◆ **BRIEF**
Which lines in the entries below contain the string "JSON" with matching case? Gather every such line and copy it out in full.

◆ **STORED ROWS**
(begin)
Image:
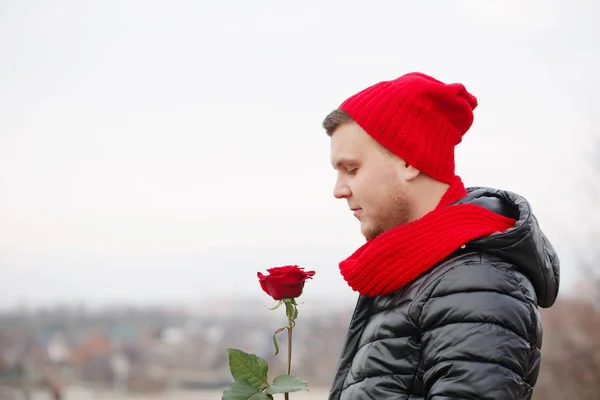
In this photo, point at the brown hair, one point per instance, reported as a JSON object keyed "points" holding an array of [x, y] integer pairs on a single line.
(end)
(begin)
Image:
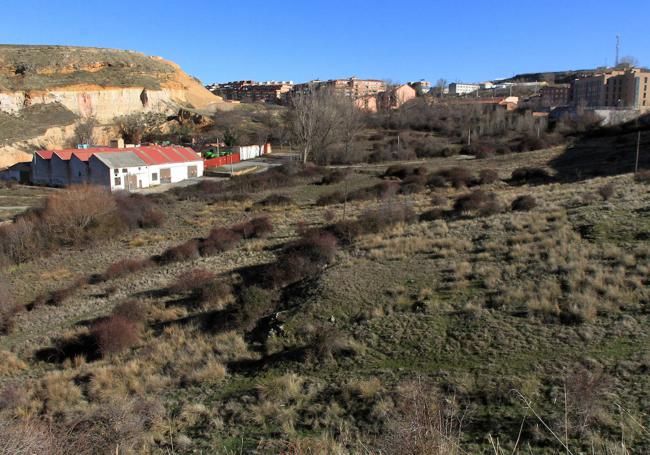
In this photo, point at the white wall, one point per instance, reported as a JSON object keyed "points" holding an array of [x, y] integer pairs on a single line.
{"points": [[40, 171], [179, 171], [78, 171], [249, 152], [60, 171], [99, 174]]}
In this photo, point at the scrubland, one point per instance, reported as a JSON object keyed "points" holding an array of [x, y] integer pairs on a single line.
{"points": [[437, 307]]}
(end)
(begin)
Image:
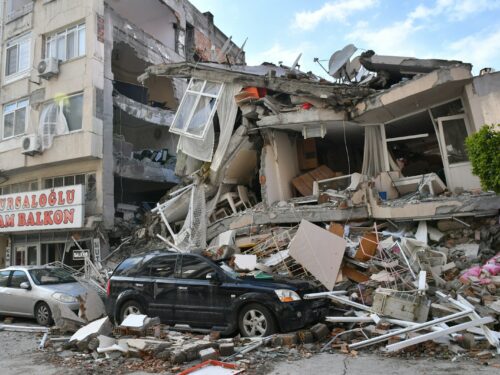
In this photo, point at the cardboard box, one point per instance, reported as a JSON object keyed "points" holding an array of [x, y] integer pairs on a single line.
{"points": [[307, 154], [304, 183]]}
(end)
◆ **RESULT FOR THIS EXERCISE**
In this photo, point at the brown hair, one point per instance, reported as a JSON object keyed "points" holding an array of [x, y] integer pairs on a single line.
In this photo, point at the white wall, one point per instance, reported as a JSON object keyed "points" holding an array of [x, y] integer pairs on a single line.
In this photo, point at the scrubland, one point per instance, reported as a JSON object keyed "points" holding an array of [x, y] integer pairs on a single line.
In this photo, point at the cardboard box, one point per instance, reported as a JSON object keyed "points" holding an array of [x, y] integer pairs on a single line.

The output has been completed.